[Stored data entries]
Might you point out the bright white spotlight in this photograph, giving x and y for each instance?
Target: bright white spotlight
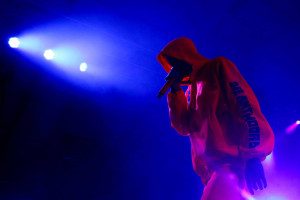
(14, 42)
(83, 67)
(49, 54)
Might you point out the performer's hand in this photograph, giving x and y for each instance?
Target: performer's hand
(174, 73)
(255, 176)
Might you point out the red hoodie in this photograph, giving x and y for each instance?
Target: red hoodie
(222, 117)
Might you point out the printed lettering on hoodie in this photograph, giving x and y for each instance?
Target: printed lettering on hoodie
(247, 114)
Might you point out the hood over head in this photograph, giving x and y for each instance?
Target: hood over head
(183, 49)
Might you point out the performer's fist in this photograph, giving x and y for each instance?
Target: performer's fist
(254, 175)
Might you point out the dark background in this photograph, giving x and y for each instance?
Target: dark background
(103, 134)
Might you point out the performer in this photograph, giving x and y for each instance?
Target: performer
(220, 113)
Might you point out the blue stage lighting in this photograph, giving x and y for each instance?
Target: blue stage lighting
(14, 42)
(83, 67)
(49, 54)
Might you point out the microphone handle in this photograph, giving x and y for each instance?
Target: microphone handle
(166, 87)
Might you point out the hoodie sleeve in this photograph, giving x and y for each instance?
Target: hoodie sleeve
(257, 138)
(178, 111)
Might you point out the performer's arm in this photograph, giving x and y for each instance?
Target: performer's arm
(257, 138)
(178, 110)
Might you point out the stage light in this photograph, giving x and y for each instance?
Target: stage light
(49, 54)
(14, 42)
(83, 67)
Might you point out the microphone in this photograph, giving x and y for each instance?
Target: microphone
(166, 87)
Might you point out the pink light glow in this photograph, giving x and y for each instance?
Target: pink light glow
(292, 127)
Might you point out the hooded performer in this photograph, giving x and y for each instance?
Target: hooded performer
(221, 115)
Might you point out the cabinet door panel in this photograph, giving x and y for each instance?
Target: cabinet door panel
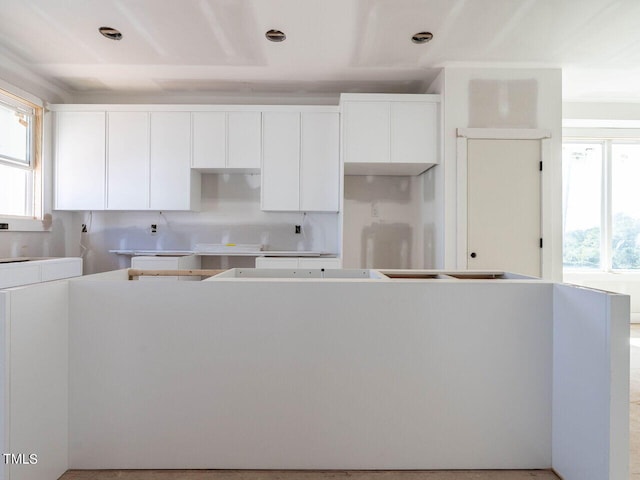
(281, 161)
(320, 162)
(367, 137)
(209, 139)
(80, 160)
(170, 161)
(128, 160)
(414, 132)
(244, 139)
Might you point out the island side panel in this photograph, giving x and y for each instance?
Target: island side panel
(590, 384)
(310, 374)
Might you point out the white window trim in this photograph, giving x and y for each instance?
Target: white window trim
(606, 136)
(24, 223)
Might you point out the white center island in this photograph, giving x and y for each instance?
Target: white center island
(336, 369)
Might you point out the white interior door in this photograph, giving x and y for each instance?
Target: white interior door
(503, 205)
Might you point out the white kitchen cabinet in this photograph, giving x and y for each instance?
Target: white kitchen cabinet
(150, 262)
(367, 126)
(80, 161)
(244, 140)
(127, 160)
(298, 262)
(390, 134)
(209, 140)
(320, 162)
(281, 161)
(414, 132)
(172, 183)
(301, 161)
(16, 274)
(327, 263)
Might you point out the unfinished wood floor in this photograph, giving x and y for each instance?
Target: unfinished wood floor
(383, 475)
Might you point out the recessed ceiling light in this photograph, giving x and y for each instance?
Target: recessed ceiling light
(110, 33)
(422, 37)
(275, 35)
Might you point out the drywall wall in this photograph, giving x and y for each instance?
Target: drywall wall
(503, 98)
(383, 222)
(433, 189)
(230, 213)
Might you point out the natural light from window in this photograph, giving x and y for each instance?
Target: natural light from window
(19, 123)
(601, 205)
(582, 186)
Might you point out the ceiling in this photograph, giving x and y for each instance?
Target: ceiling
(332, 46)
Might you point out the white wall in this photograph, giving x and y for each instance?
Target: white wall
(230, 213)
(503, 98)
(383, 225)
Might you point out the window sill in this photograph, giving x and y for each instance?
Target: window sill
(22, 224)
(600, 276)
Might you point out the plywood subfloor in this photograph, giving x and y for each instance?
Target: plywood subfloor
(307, 475)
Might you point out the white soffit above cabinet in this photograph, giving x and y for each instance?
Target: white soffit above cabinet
(211, 47)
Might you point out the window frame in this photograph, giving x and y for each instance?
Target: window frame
(607, 137)
(34, 196)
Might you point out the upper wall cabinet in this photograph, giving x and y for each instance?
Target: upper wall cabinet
(390, 134)
(124, 160)
(80, 161)
(227, 141)
(127, 160)
(172, 184)
(301, 161)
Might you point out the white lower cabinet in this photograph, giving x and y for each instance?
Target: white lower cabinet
(35, 271)
(298, 262)
(186, 262)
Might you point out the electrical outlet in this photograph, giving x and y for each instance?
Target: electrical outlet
(374, 210)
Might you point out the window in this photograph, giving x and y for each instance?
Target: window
(601, 204)
(20, 138)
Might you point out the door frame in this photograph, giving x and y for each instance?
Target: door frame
(465, 134)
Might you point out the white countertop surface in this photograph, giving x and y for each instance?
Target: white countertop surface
(257, 253)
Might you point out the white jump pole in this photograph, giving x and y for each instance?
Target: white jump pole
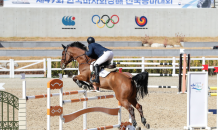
(61, 104)
(84, 115)
(23, 85)
(48, 108)
(119, 113)
(217, 106)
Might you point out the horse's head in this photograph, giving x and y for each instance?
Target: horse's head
(67, 57)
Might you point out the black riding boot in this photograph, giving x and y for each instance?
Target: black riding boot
(96, 74)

> **PROBLEM TO SOLVE**: Output the lines of the records above exactly as they appear, from the line containing "Target: blue stage lighting" through the line containing "Might you point out the cabinet".

> **SOLVED EXERCISE**:
Target: blue stage lighting
(14, 42)
(83, 67)
(49, 54)
Might you point out the microphone handle in this photograph, giving x and y for each instance?
Target: microphone handle
(166, 87)
Might you point out the hoodie sleeve in this photograph, giving x and y for each instance?
Target: hoodie sleeve
(257, 138)
(178, 111)
Might you point out the performer's arm in this photograph, giving x and y for each instance?
Target: performer's arm
(257, 138)
(178, 110)
Might you point out the stage light in this photograph, giving x and y for each instance?
Target: stage light
(49, 54)
(14, 42)
(83, 67)
Might you point out the microphone in this photograph, giving x and y for each instance?
Target: microphone
(166, 87)
Might you point out the pink light glow in this photograph, giving x and y for each instance?
Target: pink light glow
(292, 127)
Might you point out the hooded performer in this photograph, giving x and y for each instance?
Target: hooded performer
(221, 115)
Might you point out the cabinet door panel in this photograph, giving x and y for each instance?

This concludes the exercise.